### [Directive A]
In the passage on the CrowdStrike outage, how many flights did Delta cancel?

### [Source passage]
-- begin --

Security By Design- Part 12
On July 19, 2024, a Single Software Update was able to create IT Chaos Across the Entire World
A faulty CrowdStrike channel file 291 software update to their Falcon End Point Threat Data file (Detection and Response endpoint device software) impacted (crashed) 9+ million computers. This created an immediate global IT outage affecting airlines, media outlets, banks, retailers, and other organizations that use Microsoft Windows operating systems.
“Largest IT Outage in History”
The World Economic Forum is reporting this as possibly the “largest IT outage in history”, revealing the vulnerability and interconnections of Complex Digital Systems. This follows the continuing cleanup and losses due to the Change Healthcare cyber attack which occurred on February 19th, 2024, with $6.87 billion in total losses expected (including equity loss, legal fees, regulatory fines, class action claims, PR expenses, notification costs, and other expenses).
It is being reported that:
- 8.5+ million computers have been impacted.
- Fortune 500 expects $5.4 billion in direct cost impacts.
- Cyber Insurers expect to pay out $1.5 billion in claims.
- Delta, America’s second-biggest airline, canceled 5,000 flights, disrupting travel for millions.
- CrowdStrike’s cyber security services are used by 298 of the Fortune 500 companies, 538 of the Fortune 1000 companies, and 8 out of 10 of the top financial firms.
- 163 companies have been directly impacted by this outage hosted on Microsoft cloud services. (a full list of these companies can be found at List Of Companies Affected By The Global Microsoft-Crowdstrike Outage – Tech Business News) This does not include the companies impacted which host their own servers or who use other cloud services and CrowdStrike Falcon endpoint detection and response services.
- At least one putative class action lawsuit from investors arguing they were misled by the company and told its technology was “validated, tested and certified” before a faulty update triggered a global IT outage.

-- end --

### [Supplied material]

-- begin --

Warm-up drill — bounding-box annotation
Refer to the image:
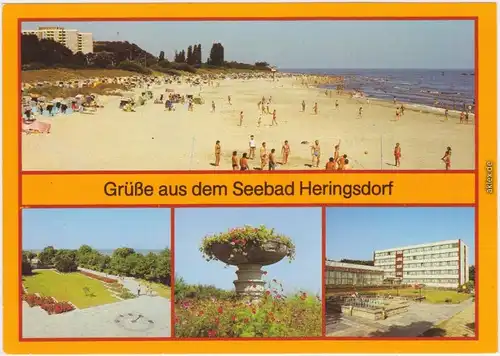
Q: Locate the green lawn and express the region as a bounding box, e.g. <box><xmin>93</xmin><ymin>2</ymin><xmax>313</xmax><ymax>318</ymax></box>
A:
<box><xmin>23</xmin><ymin>270</ymin><xmax>118</xmax><ymax>309</ymax></box>
<box><xmin>373</xmin><ymin>288</ymin><xmax>471</xmax><ymax>304</ymax></box>
<box><xmin>141</xmin><ymin>280</ymin><xmax>171</xmax><ymax>299</ymax></box>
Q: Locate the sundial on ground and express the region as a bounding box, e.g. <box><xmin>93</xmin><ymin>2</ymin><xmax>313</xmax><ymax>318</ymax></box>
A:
<box><xmin>115</xmin><ymin>312</ymin><xmax>155</xmax><ymax>332</ymax></box>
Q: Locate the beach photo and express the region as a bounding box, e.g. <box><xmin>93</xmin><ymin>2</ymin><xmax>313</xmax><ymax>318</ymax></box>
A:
<box><xmin>20</xmin><ymin>208</ymin><xmax>172</xmax><ymax>339</ymax></box>
<box><xmin>174</xmin><ymin>207</ymin><xmax>323</xmax><ymax>338</ymax></box>
<box><xmin>19</xmin><ymin>19</ymin><xmax>476</xmax><ymax>171</ymax></box>
<box><xmin>325</xmin><ymin>207</ymin><xmax>476</xmax><ymax>338</ymax></box>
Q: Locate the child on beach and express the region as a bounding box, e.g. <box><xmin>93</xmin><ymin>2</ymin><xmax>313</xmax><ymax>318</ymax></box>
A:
<box><xmin>231</xmin><ymin>151</ymin><xmax>240</xmax><ymax>171</ymax></box>
<box><xmin>311</xmin><ymin>140</ymin><xmax>321</xmax><ymax>168</ymax></box>
<box><xmin>441</xmin><ymin>147</ymin><xmax>451</xmax><ymax>171</ymax></box>
<box><xmin>394</xmin><ymin>143</ymin><xmax>401</xmax><ymax>167</ymax></box>
<box><xmin>271</xmin><ymin>109</ymin><xmax>278</xmax><ymax>126</ymax></box>
<box><xmin>260</xmin><ymin>142</ymin><xmax>268</xmax><ymax>171</ymax></box>
<box><xmin>240</xmin><ymin>152</ymin><xmax>248</xmax><ymax>171</ymax></box>
<box><xmin>325</xmin><ymin>157</ymin><xmax>335</xmax><ymax>171</ymax></box>
<box><xmin>248</xmin><ymin>135</ymin><xmax>257</xmax><ymax>159</ymax></box>
<box><xmin>281</xmin><ymin>140</ymin><xmax>291</xmax><ymax>164</ymax></box>
<box><xmin>269</xmin><ymin>148</ymin><xmax>276</xmax><ymax>171</ymax></box>
<box><xmin>215</xmin><ymin>140</ymin><xmax>221</xmax><ymax>167</ymax></box>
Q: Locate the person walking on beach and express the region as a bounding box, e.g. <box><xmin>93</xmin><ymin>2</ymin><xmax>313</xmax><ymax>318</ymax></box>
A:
<box><xmin>269</xmin><ymin>148</ymin><xmax>276</xmax><ymax>171</ymax></box>
<box><xmin>311</xmin><ymin>140</ymin><xmax>321</xmax><ymax>168</ymax></box>
<box><xmin>231</xmin><ymin>151</ymin><xmax>240</xmax><ymax>171</ymax></box>
<box><xmin>342</xmin><ymin>158</ymin><xmax>352</xmax><ymax>171</ymax></box>
<box><xmin>240</xmin><ymin>152</ymin><xmax>248</xmax><ymax>171</ymax></box>
<box><xmin>248</xmin><ymin>135</ymin><xmax>257</xmax><ymax>159</ymax></box>
<box><xmin>281</xmin><ymin>140</ymin><xmax>291</xmax><ymax>164</ymax></box>
<box><xmin>358</xmin><ymin>106</ymin><xmax>363</xmax><ymax>119</ymax></box>
<box><xmin>441</xmin><ymin>147</ymin><xmax>451</xmax><ymax>171</ymax></box>
<box><xmin>215</xmin><ymin>140</ymin><xmax>221</xmax><ymax>167</ymax></box>
<box><xmin>394</xmin><ymin>143</ymin><xmax>401</xmax><ymax>167</ymax></box>
<box><xmin>337</xmin><ymin>155</ymin><xmax>347</xmax><ymax>171</ymax></box>
<box><xmin>271</xmin><ymin>109</ymin><xmax>278</xmax><ymax>126</ymax></box>
<box><xmin>260</xmin><ymin>142</ymin><xmax>268</xmax><ymax>171</ymax></box>
<box><xmin>325</xmin><ymin>157</ymin><xmax>335</xmax><ymax>171</ymax></box>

-- end --

### [Directive B]
Select every line of the listing that contains the word "beach", matching case exactly.

### [Reply A]
Delta canceled 5,000 flights.

### [Reply B]
Q: Locate the beach photo and express the region as a bounding box, e.g. <box><xmin>93</xmin><ymin>2</ymin><xmax>313</xmax><ymax>318</ymax></box>
Q: Locate the child on beach and express the region as a bounding box, e.g. <box><xmin>93</xmin><ymin>2</ymin><xmax>313</xmax><ymax>318</ymax></box>
Q: Locate the person walking on beach and express the region as a bounding box, e.g. <box><xmin>93</xmin><ymin>2</ymin><xmax>313</xmax><ymax>318</ymax></box>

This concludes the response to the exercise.